## Passage to read
# # # #

Others aren’t very well developed yet, and so they’ll be talking about the manufacturing. Some are actually done, and the opportunity there is to talk more about the business model.
What tells you when someone’s pretty much done with refining their pitch?
Do they know the flow of their pitch? Do they know where their audience is with each stage? I might take one pitch and break it down: this is the grabbing attention part of the pitch, here’s the teaching part, this is the inspiring part, now here’s is the asking part.
Once we know what each chapter’s supposed to be doing, we then test it against how the audience feels at each stage. Where are we bringing them? What do you want people to know, think, and feel about your product after your four minutes? At a minimum, you want them to know that it works, think it’s got potential, and be interested in the next conversation, which is about investment.
What’s your favorite thing about what you do?
Watching people develop. If you know you can teach other people about a thing, that increases your understanding of that thing. You can’t pitch a product until you’re happy with it. A lot of people try to teach tips and tricks and body language; I don’t. I work very hard on core belief: when you really believe what you’re saying, the body has a magical way of looking after itself. We don’t need tips and tricks when we’re telling our friends about something we’re excited about — our body seems to know what to do.
If we can really work on your belief in your product and your understanding of what you’re doing, then the articulation becomes much more natural and powerful. I love watching that grow. I love watching people get “aha” moments, when they’ve been trying to articulate what they do for ages and suddenly crack it in one sentence. That’s what I’m here for.

# # # #

## Given instruction 1
Please quote verbatim the part of the listing that opens with the line containing "man's dark hair -> point" and closes with the line containing "(1005, 713)", including both of those lines.

## Records provided
# # # #

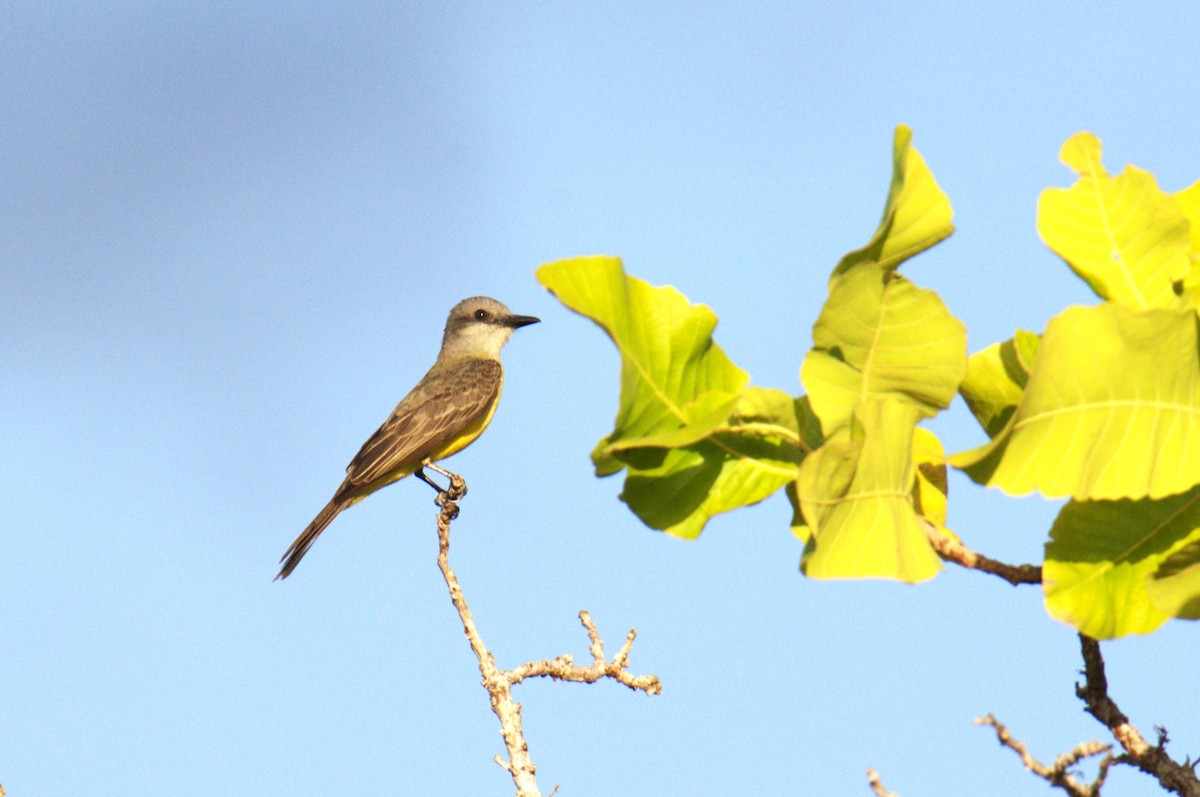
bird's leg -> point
(453, 493)
(420, 474)
(457, 487)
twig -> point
(1179, 778)
(1057, 774)
(877, 786)
(499, 682)
(959, 553)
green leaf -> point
(917, 214)
(856, 493)
(694, 439)
(1123, 235)
(1111, 409)
(1175, 586)
(1101, 555)
(667, 355)
(880, 335)
(996, 377)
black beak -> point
(517, 322)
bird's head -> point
(480, 327)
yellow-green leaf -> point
(931, 487)
(996, 377)
(1189, 204)
(667, 355)
(880, 335)
(856, 493)
(1123, 235)
(694, 439)
(1175, 585)
(917, 214)
(1111, 409)
(1101, 555)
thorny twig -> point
(954, 551)
(1173, 775)
(499, 682)
(1060, 773)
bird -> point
(447, 411)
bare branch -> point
(959, 553)
(1179, 778)
(499, 682)
(564, 667)
(877, 786)
(1057, 774)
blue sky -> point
(228, 241)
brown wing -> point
(439, 408)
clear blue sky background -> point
(228, 241)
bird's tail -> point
(292, 557)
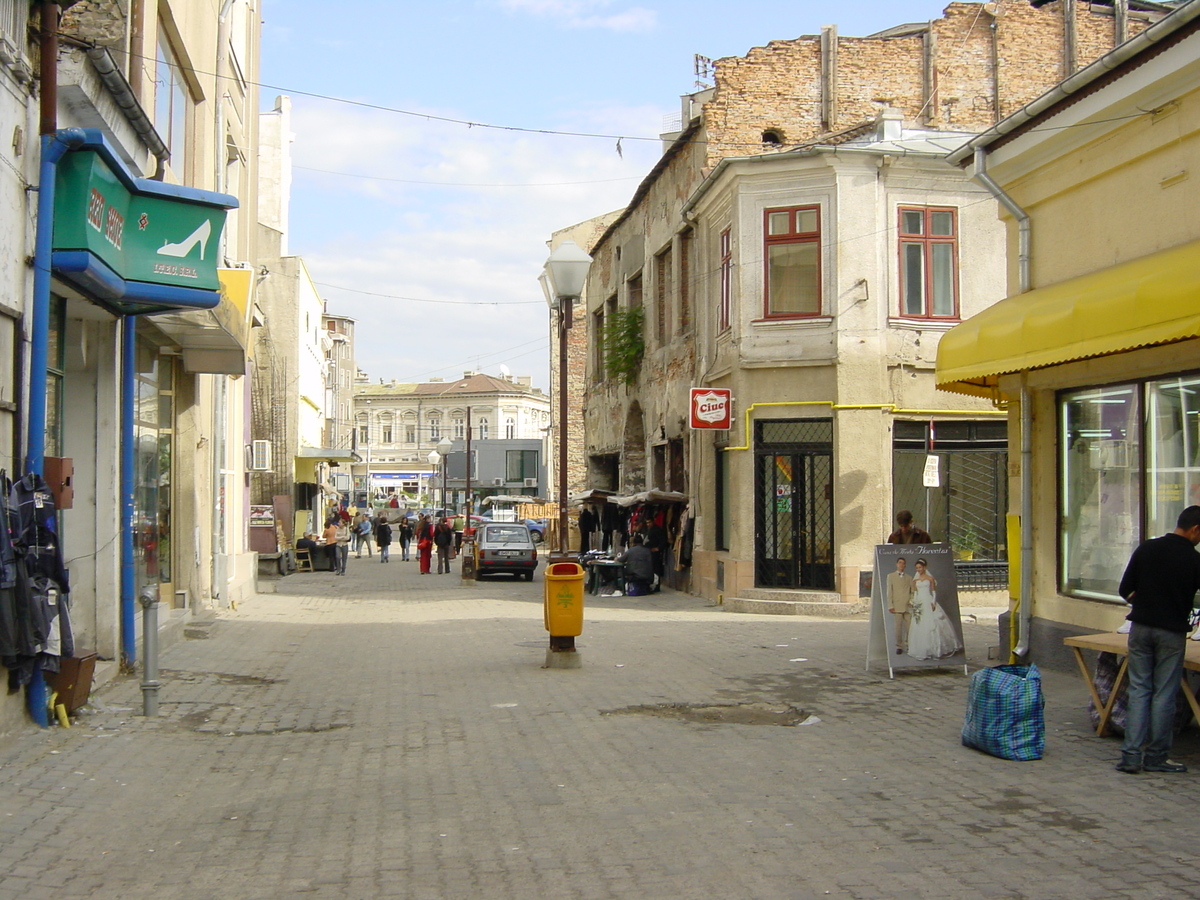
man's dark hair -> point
(1188, 519)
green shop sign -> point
(155, 239)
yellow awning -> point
(1146, 301)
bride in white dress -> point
(931, 634)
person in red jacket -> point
(424, 544)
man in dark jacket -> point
(639, 567)
(443, 540)
(1161, 583)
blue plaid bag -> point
(1005, 713)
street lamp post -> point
(444, 448)
(562, 280)
(433, 459)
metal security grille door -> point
(793, 504)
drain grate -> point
(719, 713)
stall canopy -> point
(636, 499)
(1147, 301)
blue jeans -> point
(1156, 665)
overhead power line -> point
(426, 300)
(468, 184)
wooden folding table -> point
(1119, 643)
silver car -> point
(505, 547)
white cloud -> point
(449, 243)
(587, 13)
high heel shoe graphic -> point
(201, 235)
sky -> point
(438, 144)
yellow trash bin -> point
(563, 599)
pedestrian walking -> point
(406, 538)
(424, 544)
(383, 538)
(343, 535)
(363, 535)
(906, 532)
(1161, 583)
(329, 543)
(443, 540)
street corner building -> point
(1095, 348)
(805, 245)
(127, 335)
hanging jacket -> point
(35, 531)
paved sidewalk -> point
(389, 735)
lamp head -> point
(568, 270)
(544, 280)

# # # #

## Given instruction 2
Rewrite the part of the pitching interview that opens with the words containing "If we can really" and closes with "I’m here for.", swapping "powerful" for "compelling".

## Exercise result 1
man's dark hair -> point
(1188, 519)
green shop sign -> point
(155, 239)
yellow awning -> point
(1146, 301)
bride in white dress -> point
(931, 634)
person in red jacket -> point
(424, 544)
man in dark jacket -> point
(639, 567)
(443, 540)
(1161, 583)
blue plaid bag -> point
(1005, 713)

## Exercise result 2
If we can really work on your belief in your product and your understanding of what you’re doing, then the articulation becomes much more natural and compelling. I love watching that grow. I love watching people get “aha” moments, when they’ve been trying to articulate what they do for ages and suddenly crack it in one sentence. That’s what I’m here for.